EXTRACTED DATA below:
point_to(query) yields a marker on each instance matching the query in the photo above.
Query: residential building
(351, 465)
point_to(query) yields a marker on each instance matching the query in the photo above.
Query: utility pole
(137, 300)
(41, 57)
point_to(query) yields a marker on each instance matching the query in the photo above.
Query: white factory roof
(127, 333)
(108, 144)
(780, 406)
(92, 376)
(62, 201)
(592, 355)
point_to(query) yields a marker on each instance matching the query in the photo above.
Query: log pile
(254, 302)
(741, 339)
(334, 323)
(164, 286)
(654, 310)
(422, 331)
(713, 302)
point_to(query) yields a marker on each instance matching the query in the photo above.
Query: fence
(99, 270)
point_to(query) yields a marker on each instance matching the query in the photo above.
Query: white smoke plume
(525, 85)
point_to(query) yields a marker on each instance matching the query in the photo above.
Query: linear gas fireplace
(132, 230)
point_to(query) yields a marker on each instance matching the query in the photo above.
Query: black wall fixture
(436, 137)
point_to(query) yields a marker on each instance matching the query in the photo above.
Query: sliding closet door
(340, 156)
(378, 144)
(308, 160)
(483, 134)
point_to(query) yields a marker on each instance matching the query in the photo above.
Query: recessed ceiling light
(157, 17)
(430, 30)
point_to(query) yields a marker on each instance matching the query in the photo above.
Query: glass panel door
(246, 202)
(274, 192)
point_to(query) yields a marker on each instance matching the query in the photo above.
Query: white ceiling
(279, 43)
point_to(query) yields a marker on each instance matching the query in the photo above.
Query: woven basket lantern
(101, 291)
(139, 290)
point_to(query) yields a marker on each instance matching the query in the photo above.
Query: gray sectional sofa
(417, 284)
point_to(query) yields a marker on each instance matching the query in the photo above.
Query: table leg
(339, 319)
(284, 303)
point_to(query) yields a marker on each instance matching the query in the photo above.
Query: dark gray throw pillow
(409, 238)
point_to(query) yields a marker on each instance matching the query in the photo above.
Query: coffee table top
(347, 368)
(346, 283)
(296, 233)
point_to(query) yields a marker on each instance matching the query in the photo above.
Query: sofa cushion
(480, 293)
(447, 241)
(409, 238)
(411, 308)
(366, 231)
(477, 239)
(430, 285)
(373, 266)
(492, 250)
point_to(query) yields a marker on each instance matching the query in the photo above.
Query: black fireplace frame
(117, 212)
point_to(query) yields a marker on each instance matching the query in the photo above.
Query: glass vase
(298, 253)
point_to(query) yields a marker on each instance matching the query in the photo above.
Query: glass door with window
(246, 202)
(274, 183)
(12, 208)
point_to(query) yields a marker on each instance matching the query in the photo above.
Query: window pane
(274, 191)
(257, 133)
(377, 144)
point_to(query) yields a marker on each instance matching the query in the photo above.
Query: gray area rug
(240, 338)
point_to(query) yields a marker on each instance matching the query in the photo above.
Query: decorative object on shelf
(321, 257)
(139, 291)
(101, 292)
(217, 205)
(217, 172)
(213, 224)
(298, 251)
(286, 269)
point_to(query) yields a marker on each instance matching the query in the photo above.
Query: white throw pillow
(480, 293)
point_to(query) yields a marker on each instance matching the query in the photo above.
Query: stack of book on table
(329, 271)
End of EXTRACTED DATA.
§ **ACTIVITY**: Repeat the data exactly as it was given above.

§ **SOLUTION FOR THIS EXERCISE**:
point_to(query) yields a marker on each instance matching the query in the photo above.
Query: residential building
(351, 465)
point_to(query) yields a marker on each instance matching the query in the photo above.
Query: utility pole
(137, 300)
(41, 57)
point_to(query) yields a marker on each instance matching the query in the photo above.
Query: white factory roof
(127, 333)
(108, 144)
(780, 406)
(92, 376)
(62, 201)
(592, 355)
point_to(query) yields a marker on each instance matching the query in the photo above.
Query: log pile
(254, 302)
(741, 339)
(334, 323)
(164, 286)
(654, 310)
(422, 331)
(713, 302)
point_to(query) yields a marker on each instance matching the query in the photo above.
Query: fence
(99, 270)
point_to(query) yields a marker on each instance matching the query in the photo above.
Query: white smoke plume
(525, 85)
point_to(query) yields a marker on each instance matching the query in the photo above.
Query: linear gas fireplace
(132, 230)
point_to(query) yields a marker on each instance matching the query in the photo above.
Query: black wall fixture
(436, 137)
point_to(query) yields a marker on each instance matching the query in the photo above.
Query: sliding closet door
(340, 156)
(378, 144)
(308, 160)
(483, 134)
point_to(query) yields a marker on each instance matching the query in the photo above.
Query: recessed ceiling light
(157, 17)
(430, 30)
point_to(query) yields a marker on each instance matching the query in the photo above.
Query: glass panel door
(246, 202)
(274, 192)
point_to(query) yields a marker on each instance matching the query in the photo above.
Query: white ceiling
(279, 43)
point_to(query) yields a marker on each instance matching the query in the photo above.
Query: woven basket lantern
(101, 291)
(139, 290)
point_to(query) yields a marker on each instance matching the query in the photo above.
Query: gray sectional sofa
(417, 284)
point_to(query) yields a marker on each instance matching the query in the photo above.
Query: table leg
(339, 319)
(284, 303)
point_to(query) yields a marker on each instance matching the query in the photo above.
Query: dark gray throw pillow
(409, 238)
point_to(query) yields a marker on each instance matching the query in the photo above.
Query: coffee table top
(347, 368)
(346, 283)
(296, 233)
point_to(query) yields a marker on each instance matching the query in the photo above.
Query: sofa cushion
(480, 293)
(447, 241)
(409, 238)
(411, 308)
(366, 231)
(477, 239)
(430, 285)
(373, 266)
(492, 250)
point_to(query) yields a marker on each instance matching the query in the photo above.
Query: black fireplace frame
(117, 212)
point_to(query) yields a marker on each instance matching the query in the photo above.
Query: glass vase
(298, 253)
point_to(query) yields a marker on each instance matching the query in the photo above.
Query: glass door with window
(246, 202)
(274, 183)
(12, 208)
point_to(query) yields a marker on each instance matching the query in the photo above.
Query: window pane
(274, 191)
(257, 133)
(377, 144)
point_to(query) yields a marker on each instance matching the query in the photo above.
Query: gray area rug
(240, 338)
point_to(query) yields a marker on each instance matching the query in the photo above.
Query: decorative object on shelf
(321, 257)
(139, 291)
(101, 292)
(217, 205)
(217, 172)
(213, 224)
(298, 251)
(286, 269)
point_to(query) yields a marker on each instance matching the query in the photo above.
Query: white throw pillow
(480, 293)
point_to(query) yields a marker on each instance matching the query in the photo above.
Query: stack of book on table
(329, 271)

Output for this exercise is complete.